Wednesday, January 19, 2011

The Lost Boys of Sudan; The Long, Long Road to Fargo



Excerpt:

"...the temperature in Fargo had dropped to 15 below, with an unwelcoming wind shearing off another 20 degrees. For the three Sudanese boys about to touch down on North Dakota's snowy plains, cold was still a concept without weight. All they knew of it was what they had felt, grasping a bottle of frozen water an aid worker handed them one day during a ''cultural orientation'' session at the Kakuma Refugee Camp, a place where the temperature hovers around 100 degrees. Cold was little more than a word, the same way ''flight'' had been just a word until the moment their cargo plane lifted out of the red dust on Jan. 29, causing their stomachs to lurch as the earth below them -- the sprawl of huts and the dried riverbeds and over a thousand hungry well-wishers lining the airstrip -- tilted and fell away...

•••

DIRECTIVES
a. Answer these questions from the Fargo excerpt:
(i) What temperature had Fargo dropped to?
(ii) Around what temperature does the Kakuma Refugee Camp hover?
(iii) On what date did the cargo plane lift out of the red dust?
b. Reproduce the Fargo excerpt's wording starting with "Wednesday, January 19, 2011" and going on through "and fell away...".

DATA SECTION

•••

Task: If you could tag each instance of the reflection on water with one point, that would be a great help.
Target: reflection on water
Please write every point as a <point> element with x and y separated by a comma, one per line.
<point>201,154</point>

•••

SOLVED PROBLEMS
a.
(i) 15 below
(ii) Around 100 degrees
(iii) Jan. 29

b.
Wednesday, January 19, 2011

The Lost Boys of Sudan; The Long, Long Road to Fargo



Excerpt:

"...the temperature in Fargo had dropped to 15 below, with an unwelcoming wind shearing off another 20 degrees. For the three Sudanese boys about to touch down on North Dakota's snowy plains, cold was still a concept without weight. All they knew of it was what they had felt, grasping a bottle of frozen water an aid worker handed them one day during a ''cultural orientation'' session at the Kakuma Refugee Camp, a place where the temperature hovers around 100 degrees. Cold was little more than a word, the same way ''flight'' had been just a word until the moment their cargo plane lifted out of the red dust on Jan. 29, causing their stomachs to lurch as the earth below them -- the sprawl of huts and the dried riverbeds and over a thousand hungry well-wishers lining the airstrip -- tilted and fell away...